#### [Exercise details]
A verbatim transcription of the listing below is required, without its pictures.

#### [Recorded information]
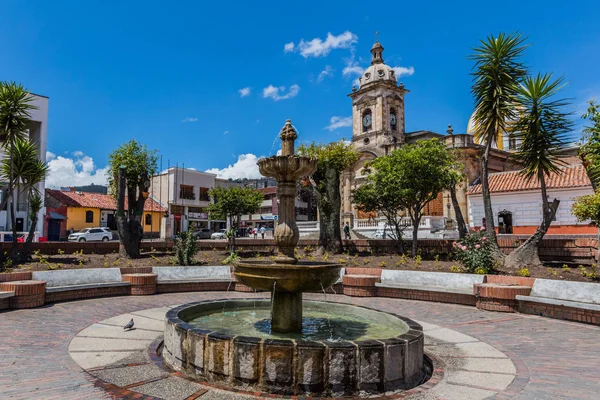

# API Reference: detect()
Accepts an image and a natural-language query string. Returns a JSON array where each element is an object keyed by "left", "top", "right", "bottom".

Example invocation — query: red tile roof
[
  {"left": 468, "top": 164, "right": 591, "bottom": 195},
  {"left": 46, "top": 189, "right": 166, "bottom": 212}
]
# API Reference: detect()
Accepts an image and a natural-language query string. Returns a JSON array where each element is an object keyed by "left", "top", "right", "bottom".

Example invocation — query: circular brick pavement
[{"left": 1, "top": 292, "right": 600, "bottom": 399}]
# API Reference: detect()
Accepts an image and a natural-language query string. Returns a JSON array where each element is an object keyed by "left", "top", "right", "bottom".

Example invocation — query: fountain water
[{"left": 163, "top": 120, "right": 426, "bottom": 397}]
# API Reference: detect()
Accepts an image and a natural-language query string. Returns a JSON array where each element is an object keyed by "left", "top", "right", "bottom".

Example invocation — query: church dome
[
  {"left": 358, "top": 40, "right": 397, "bottom": 88},
  {"left": 360, "top": 64, "right": 397, "bottom": 87}
]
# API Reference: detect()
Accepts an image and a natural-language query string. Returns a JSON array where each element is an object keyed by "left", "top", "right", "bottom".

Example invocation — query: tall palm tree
[
  {"left": 0, "top": 138, "right": 48, "bottom": 259},
  {"left": 470, "top": 33, "right": 528, "bottom": 256},
  {"left": 505, "top": 74, "right": 572, "bottom": 268},
  {"left": 0, "top": 82, "right": 37, "bottom": 254}
]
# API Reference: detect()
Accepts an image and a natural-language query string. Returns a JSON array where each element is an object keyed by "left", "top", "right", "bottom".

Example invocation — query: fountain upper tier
[{"left": 258, "top": 119, "right": 317, "bottom": 183}]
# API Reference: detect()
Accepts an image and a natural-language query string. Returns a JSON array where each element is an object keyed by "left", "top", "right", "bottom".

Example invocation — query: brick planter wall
[
  {"left": 519, "top": 300, "right": 600, "bottom": 325},
  {"left": 234, "top": 282, "right": 256, "bottom": 292},
  {"left": 122, "top": 273, "right": 157, "bottom": 295},
  {"left": 45, "top": 285, "right": 130, "bottom": 303},
  {"left": 0, "top": 271, "right": 32, "bottom": 282},
  {"left": 120, "top": 267, "right": 153, "bottom": 275},
  {"left": 0, "top": 280, "right": 46, "bottom": 309},
  {"left": 157, "top": 281, "right": 233, "bottom": 293},
  {"left": 474, "top": 283, "right": 532, "bottom": 312},
  {"left": 343, "top": 275, "right": 380, "bottom": 297},
  {"left": 377, "top": 286, "right": 476, "bottom": 306},
  {"left": 484, "top": 275, "right": 536, "bottom": 287}
]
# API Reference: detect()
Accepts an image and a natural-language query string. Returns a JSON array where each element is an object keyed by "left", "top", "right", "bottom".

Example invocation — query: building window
[
  {"left": 85, "top": 210, "right": 94, "bottom": 223},
  {"left": 179, "top": 185, "right": 195, "bottom": 200},
  {"left": 199, "top": 187, "right": 210, "bottom": 201},
  {"left": 145, "top": 214, "right": 152, "bottom": 226}
]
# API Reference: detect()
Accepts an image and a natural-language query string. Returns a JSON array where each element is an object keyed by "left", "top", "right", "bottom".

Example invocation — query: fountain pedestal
[{"left": 272, "top": 291, "right": 302, "bottom": 332}]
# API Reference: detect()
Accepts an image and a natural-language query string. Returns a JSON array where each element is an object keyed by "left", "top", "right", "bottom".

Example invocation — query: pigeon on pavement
[{"left": 124, "top": 318, "right": 134, "bottom": 331}]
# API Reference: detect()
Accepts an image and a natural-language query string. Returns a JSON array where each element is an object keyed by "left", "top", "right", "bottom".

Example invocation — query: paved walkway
[{"left": 1, "top": 292, "right": 599, "bottom": 399}]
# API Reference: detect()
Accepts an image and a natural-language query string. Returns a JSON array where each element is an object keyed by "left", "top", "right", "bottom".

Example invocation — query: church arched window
[
  {"left": 390, "top": 107, "right": 397, "bottom": 131},
  {"left": 362, "top": 109, "right": 372, "bottom": 133}
]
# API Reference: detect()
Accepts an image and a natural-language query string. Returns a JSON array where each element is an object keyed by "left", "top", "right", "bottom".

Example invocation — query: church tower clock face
[{"left": 362, "top": 114, "right": 372, "bottom": 128}]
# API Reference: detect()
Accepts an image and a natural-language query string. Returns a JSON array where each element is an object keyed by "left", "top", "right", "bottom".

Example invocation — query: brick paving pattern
[{"left": 0, "top": 292, "right": 599, "bottom": 399}]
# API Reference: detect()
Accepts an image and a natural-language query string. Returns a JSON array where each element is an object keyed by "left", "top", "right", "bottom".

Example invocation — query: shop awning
[{"left": 49, "top": 211, "right": 67, "bottom": 220}]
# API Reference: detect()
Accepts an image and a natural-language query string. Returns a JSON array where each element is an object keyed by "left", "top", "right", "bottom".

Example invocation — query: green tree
[
  {"left": 0, "top": 82, "right": 37, "bottom": 254},
  {"left": 353, "top": 139, "right": 458, "bottom": 256},
  {"left": 574, "top": 100, "right": 600, "bottom": 258},
  {"left": 470, "top": 33, "right": 528, "bottom": 256},
  {"left": 206, "top": 186, "right": 263, "bottom": 252},
  {"left": 504, "top": 74, "right": 572, "bottom": 268},
  {"left": 107, "top": 140, "right": 158, "bottom": 258},
  {"left": 0, "top": 138, "right": 49, "bottom": 258},
  {"left": 297, "top": 141, "right": 359, "bottom": 253}
]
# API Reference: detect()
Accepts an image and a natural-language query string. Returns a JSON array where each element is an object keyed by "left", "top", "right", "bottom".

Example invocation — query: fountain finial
[{"left": 279, "top": 119, "right": 297, "bottom": 156}]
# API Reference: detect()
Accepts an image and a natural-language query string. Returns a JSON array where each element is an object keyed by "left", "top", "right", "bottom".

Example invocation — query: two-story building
[
  {"left": 0, "top": 93, "right": 48, "bottom": 238},
  {"left": 149, "top": 168, "right": 238, "bottom": 238}
]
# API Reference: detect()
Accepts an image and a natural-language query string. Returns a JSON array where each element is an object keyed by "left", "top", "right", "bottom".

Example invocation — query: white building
[
  {"left": 149, "top": 168, "right": 237, "bottom": 238},
  {"left": 468, "top": 164, "right": 594, "bottom": 235},
  {"left": 0, "top": 93, "right": 48, "bottom": 237}
]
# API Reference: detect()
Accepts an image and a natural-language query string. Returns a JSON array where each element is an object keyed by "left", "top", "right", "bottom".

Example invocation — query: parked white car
[
  {"left": 210, "top": 229, "right": 228, "bottom": 240},
  {"left": 68, "top": 227, "right": 113, "bottom": 242}
]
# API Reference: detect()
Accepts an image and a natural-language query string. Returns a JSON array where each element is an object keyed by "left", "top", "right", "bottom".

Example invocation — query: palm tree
[
  {"left": 504, "top": 74, "right": 572, "bottom": 268},
  {"left": 0, "top": 138, "right": 49, "bottom": 259},
  {"left": 0, "top": 82, "right": 37, "bottom": 254},
  {"left": 469, "top": 33, "right": 528, "bottom": 256}
]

#### [Task answer]
# API Reference: detect()
Accepts an image and a natural-language query string. Returns a JSON array where each element is an object keyed by "left", "top", "right", "bottom".

Example invocation — query: red tile roof
[
  {"left": 468, "top": 164, "right": 591, "bottom": 195},
  {"left": 46, "top": 189, "right": 166, "bottom": 212}
]
# API Reference: detect()
Accepts an image and a natural-language query string. Returns a JSON array where each element is an object keyed by "left", "top", "right", "bottom".

Example invocation — query: circular brick pavement
[{"left": 1, "top": 292, "right": 600, "bottom": 399}]
# API Reference: detect()
Accepts an image and a natural-language query string. Returns a JSON array where each element is an object keyed by "left", "top", "right", "bottom".

Example invocation — query: fountain water
[{"left": 163, "top": 120, "right": 426, "bottom": 397}]
# API Reference: detect()
Accepts an image and a natural-language query string. Returns a JSON array where each element is an object keyed by "left", "top", "right", "bottom".

Example invocation — query: church dome
[
  {"left": 358, "top": 40, "right": 397, "bottom": 88},
  {"left": 360, "top": 64, "right": 397, "bottom": 87}
]
# API Reference: detect()
Accepts an image and a natural-language query string. Returns a JSON array where each element is an object keyed by "left", "top", "right", "bottom".

Example invocation — query: tall palm tree
[
  {"left": 0, "top": 138, "right": 48, "bottom": 259},
  {"left": 470, "top": 33, "right": 528, "bottom": 256},
  {"left": 505, "top": 74, "right": 572, "bottom": 268},
  {"left": 0, "top": 82, "right": 37, "bottom": 254}
]
# API Reference: detect()
Accepts an image and a natural-language query string. Returns a JSON array where each element is an object keyed by "left", "top", "right", "bottom".

Example invocation — query: fountain upper tier
[{"left": 258, "top": 119, "right": 317, "bottom": 183}]
# API Reference: detect()
Accepts an image and a natural-language query string. Returns a JSON array where each element is an object keyed by "left", "top", "right", "bottom".

Example invocation — query: brick planter wall
[
  {"left": 519, "top": 300, "right": 600, "bottom": 325},
  {"left": 234, "top": 282, "right": 256, "bottom": 292},
  {"left": 122, "top": 273, "right": 157, "bottom": 295},
  {"left": 45, "top": 285, "right": 130, "bottom": 303},
  {"left": 0, "top": 271, "right": 32, "bottom": 282},
  {"left": 120, "top": 267, "right": 153, "bottom": 275},
  {"left": 0, "top": 280, "right": 46, "bottom": 309},
  {"left": 157, "top": 281, "right": 233, "bottom": 293},
  {"left": 474, "top": 283, "right": 532, "bottom": 312},
  {"left": 343, "top": 275, "right": 380, "bottom": 297},
  {"left": 377, "top": 286, "right": 476, "bottom": 306},
  {"left": 484, "top": 275, "right": 536, "bottom": 287}
]
# API Reference: detect()
Accepts an image and a natural-language query string. Returns a JSON array where each element is an object keyed by "left", "top", "right", "bottom".

Example invocation — query: building window
[
  {"left": 85, "top": 210, "right": 94, "bottom": 223},
  {"left": 179, "top": 185, "right": 195, "bottom": 200},
  {"left": 199, "top": 187, "right": 210, "bottom": 201},
  {"left": 145, "top": 214, "right": 152, "bottom": 226}
]
# API Reference: detect()
Accepts an image and a natural-language query string. Returns a JSON array where each element is an object keyed by "left", "top", "right", "bottom".

Example invocation — query: fountain pedestal
[{"left": 272, "top": 291, "right": 302, "bottom": 332}]
# API Reference: detect()
Accepts an image and a natural-language query string. Returns a JSON array where each element is an object keyed by "left", "top", "right", "bottom".

Example invocation — query: pigeon on pavement
[{"left": 124, "top": 318, "right": 134, "bottom": 331}]
# API Reference: detect()
Accepts an image and a natural-language query string. Returns a JSON array where each element is an object keyed by "left", "top", "right", "bottom".

Example invocation — query: paved walkway
[{"left": 1, "top": 292, "right": 599, "bottom": 399}]
# API Reference: detect()
Accepts an image and a natural-language query string. Returns a JSON array where each element is an object keyed by "left", "top", "right", "bottom".

Example invocation — query: church arched window
[
  {"left": 390, "top": 107, "right": 397, "bottom": 131},
  {"left": 362, "top": 109, "right": 372, "bottom": 133}
]
# API Reference: detect()
Accepts an image and a natural-language query string. Returns a JSON array where each element is an object keyed by "left", "top", "right", "bottom".

Example invocation — query: church tower clock face
[{"left": 362, "top": 114, "right": 372, "bottom": 128}]
# API Reference: detect()
Accepts an image and a natural-language query string. Returns a JSON array where each element is an object keyed by "left", "top", "right", "bottom".

Example invocation — query: brick paving pattern
[{"left": 0, "top": 292, "right": 599, "bottom": 399}]
# API Reference: detect()
Accepts an image and a natural-language query string. Returns a JSON array where each element is an object keyed by "left", "top", "right", "bottom".

Example invocation — query: shop awning
[{"left": 49, "top": 211, "right": 67, "bottom": 220}]
# API Reference: detect()
Accepts an image and a natural-language query string. Returns a JSON array where each element is an object keyed by "left", "top", "right", "bottom".

Example invocation — query: green tree
[
  {"left": 0, "top": 82, "right": 37, "bottom": 254},
  {"left": 353, "top": 139, "right": 458, "bottom": 256},
  {"left": 574, "top": 100, "right": 600, "bottom": 258},
  {"left": 470, "top": 33, "right": 528, "bottom": 256},
  {"left": 206, "top": 186, "right": 263, "bottom": 252},
  {"left": 504, "top": 74, "right": 572, "bottom": 268},
  {"left": 107, "top": 140, "right": 158, "bottom": 258},
  {"left": 0, "top": 138, "right": 49, "bottom": 258},
  {"left": 297, "top": 141, "right": 359, "bottom": 253}
]
# API Reference: detect()
Accepts an image and a natural-language query string. Returns a JSON array where each element is an object keyed by "left", "top", "right", "bottom".

Example invocation — query: fountain finial
[{"left": 279, "top": 119, "right": 297, "bottom": 156}]
# API Reference: detect()
Accepts an image and a natural-language query string. Returns a JSON array where each element is an object keyed by "left", "top", "right", "bottom".

Example invocation — query: two-story building
[
  {"left": 0, "top": 93, "right": 48, "bottom": 238},
  {"left": 149, "top": 168, "right": 238, "bottom": 238}
]
# API Reference: detect()
Accepts an image and a natural-language query string. Returns a JSON array where each element is an object keyed by "left", "top", "right", "bottom".

Example invocation — query: white building
[
  {"left": 149, "top": 168, "right": 237, "bottom": 238},
  {"left": 468, "top": 164, "right": 594, "bottom": 235},
  {"left": 0, "top": 93, "right": 48, "bottom": 237}
]
# API Reference: detect()
Accepts an image and a natural-language query string. Returns a JSON array where each element is an object keyed by "left", "top", "right", "bottom".

Example invocation — query: parked white car
[
  {"left": 210, "top": 229, "right": 228, "bottom": 240},
  {"left": 68, "top": 227, "right": 113, "bottom": 242}
]
# API Reference: detect()
Accepts an image and a natural-language query string. Returns a JSON array where each element is an object keyed by "left", "top", "right", "bottom".

Example invocation — query: palm tree
[
  {"left": 504, "top": 74, "right": 572, "bottom": 268},
  {"left": 0, "top": 138, "right": 49, "bottom": 259},
  {"left": 0, "top": 82, "right": 37, "bottom": 254},
  {"left": 469, "top": 33, "right": 528, "bottom": 256}
]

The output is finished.